_EXERCISE INSTRUCTIONS_:
Reproduce the entries below exactly, but only from the line containing "[mark] curly dark" to the line containing "[mark] child's arm", inclusive.

THE DATA: Begin

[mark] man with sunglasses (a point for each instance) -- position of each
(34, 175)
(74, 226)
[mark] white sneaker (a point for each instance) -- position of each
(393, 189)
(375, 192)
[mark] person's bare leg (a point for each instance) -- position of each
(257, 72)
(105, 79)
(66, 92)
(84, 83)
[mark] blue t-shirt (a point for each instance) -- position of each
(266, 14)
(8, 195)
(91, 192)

THE DATA: End
THE DATA: Begin

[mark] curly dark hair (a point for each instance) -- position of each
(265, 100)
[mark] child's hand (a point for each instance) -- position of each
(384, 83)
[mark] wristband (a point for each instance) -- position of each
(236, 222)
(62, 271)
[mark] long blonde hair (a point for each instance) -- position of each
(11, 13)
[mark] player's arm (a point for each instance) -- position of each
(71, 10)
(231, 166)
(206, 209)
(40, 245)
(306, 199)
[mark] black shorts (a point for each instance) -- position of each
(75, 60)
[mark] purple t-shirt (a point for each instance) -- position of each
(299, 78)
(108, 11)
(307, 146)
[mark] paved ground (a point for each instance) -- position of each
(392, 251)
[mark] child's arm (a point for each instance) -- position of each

THE DATA: End
THE DATA: Begin

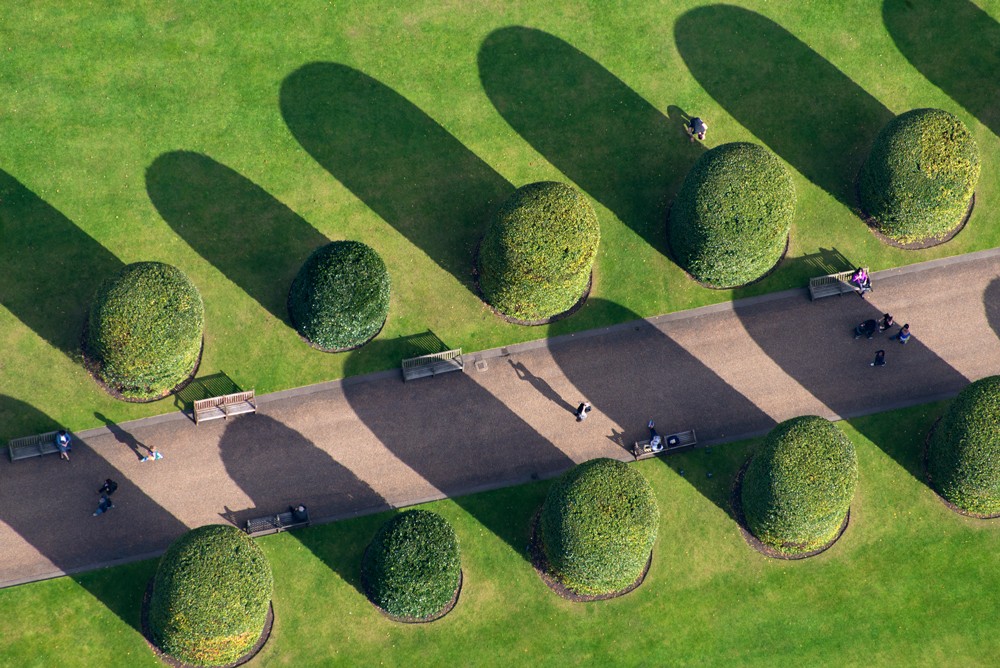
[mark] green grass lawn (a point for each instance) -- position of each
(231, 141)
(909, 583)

THE DATA: End

_RESPONSE BELOW_:
[mark] curly dark hair (a point for each instance) -- position of each
(265, 100)
[mark] child's hand (a point for each instance) -- position of each
(384, 83)
[mark] wristband (a point for each instance) -- position of each
(236, 222)
(62, 271)
[mark] long blonde hair (a point for each instance) -- position of each
(11, 13)
[mark] player's arm (a point for each instance) -- position of each
(71, 10)
(231, 166)
(206, 209)
(40, 245)
(306, 199)
[mark] black shorts (a point for each instance) -- position of each
(75, 60)
[mark] purple t-shirt (a point for each instance) -- position of each
(299, 78)
(108, 11)
(307, 146)
[mark] paved ground (a point for each instance) -- position of each
(392, 251)
[mark] child's arm (a point for each instance) -- position of each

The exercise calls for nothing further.